Впрочем, император Александр обнадежил меня содействием гр. Витгенштейна и обещал присоединить к моей армии в мое распоряжение 34 000 Штейнгеля и 15000 Эртеля. С этими-то соединенными силами мы должны были ожидать Наполеона на правом берегу. В это же самое время Кутузов должен был атаковать его на левом берегу. Если бы план этот удался, Наполеон очутился бы между Кутузовым и нами, стесненный в болотах и лесах берегов Березины. Но Наполеон приближался, а о Кутузове и о генерале Витгенштейне, Тенгеле и Эртеле не было и слуху. Ни один из них не исполнил предполагаемого плана. Кутузов оставался позади; Витгенштейн же и Штейнгель двинулись по левому берегу, вместо того, чтобы, перейдя на правый и соединившись со мною, защищать переправу. Что касается до Эртеля, то он остался в Мозыре, под тем предлогом, что падеж скота помешал ему идти далее...

* **ЗАДАНИЕ 1**
Перепишите слово в слово часть отрывка о Березине между словами «Впрочем, император Александр» и «ему идти далее...», включая их.
* **ЗАДАНИЕ 2**
Где, по отрывку о Березине, остался Эртель и под каким предлогом?

* **ИСХОДНЫЙ МАТЕРИАЛ**
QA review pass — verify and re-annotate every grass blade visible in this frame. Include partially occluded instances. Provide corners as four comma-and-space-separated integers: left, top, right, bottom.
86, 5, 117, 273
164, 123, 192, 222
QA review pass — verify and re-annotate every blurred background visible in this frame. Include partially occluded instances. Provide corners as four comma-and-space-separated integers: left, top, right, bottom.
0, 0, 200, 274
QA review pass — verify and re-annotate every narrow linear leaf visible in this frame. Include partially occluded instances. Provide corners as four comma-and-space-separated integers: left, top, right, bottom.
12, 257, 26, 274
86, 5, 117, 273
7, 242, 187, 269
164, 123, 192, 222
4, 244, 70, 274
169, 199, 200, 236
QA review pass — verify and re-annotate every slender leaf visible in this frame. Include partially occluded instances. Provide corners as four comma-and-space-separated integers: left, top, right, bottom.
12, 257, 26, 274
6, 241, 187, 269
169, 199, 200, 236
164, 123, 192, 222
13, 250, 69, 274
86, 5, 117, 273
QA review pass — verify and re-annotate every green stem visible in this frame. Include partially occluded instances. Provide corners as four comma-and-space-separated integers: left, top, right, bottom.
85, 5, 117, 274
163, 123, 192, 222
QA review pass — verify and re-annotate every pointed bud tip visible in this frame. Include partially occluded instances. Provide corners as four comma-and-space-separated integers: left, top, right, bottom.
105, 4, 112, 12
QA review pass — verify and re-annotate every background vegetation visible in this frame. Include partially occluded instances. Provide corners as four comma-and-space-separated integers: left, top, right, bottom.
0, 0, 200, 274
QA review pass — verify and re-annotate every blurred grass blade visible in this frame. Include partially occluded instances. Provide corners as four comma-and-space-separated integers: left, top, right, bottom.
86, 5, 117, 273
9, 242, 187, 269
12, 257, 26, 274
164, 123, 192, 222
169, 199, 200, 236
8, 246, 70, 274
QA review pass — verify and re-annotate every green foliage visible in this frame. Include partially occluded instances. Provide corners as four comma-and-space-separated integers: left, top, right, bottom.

* **ИТОГОВЫЙ ОТВЕТ 1**
Впрочем, император Александр обнадежил меня содействием гр. Витгенштейна и обещал присоединить к моей армии в мое распоряжение 34 000 Штейнгеля и 15000 Эртеля. С этими-то соединенными силами мы должны были ожидать Наполеона на правом берегу. В это же самое время Кутузов должен был атаковать его на левом берегу. Если бы план этот удался, Наполеон очутился бы между Кутузовым и нами, стесненный в болотах и лесах берегов Березины. Но Наполеон приближался, а о Кутузове и о генерале Витгенштейне, Тенгеле и Эртеле не было и слуху. Ни один из них не исполнил предполагаемого плана. Кутузов оставался позади; Витгенштейн же и Штейнгель двинулись по левому берегу, вместо того, чтобы, перейдя на правый и соединившись со мною, защищать переправу. Что касается до Эртеля, то он остался в Мозыре, под тем предлогом, что падеж скота помешал ему идти далее...

* **ИТОГОВЫЙ ОТВЕТ 2**
В Мозыре, под предлогом, что падеж скота помешал ему идти далее.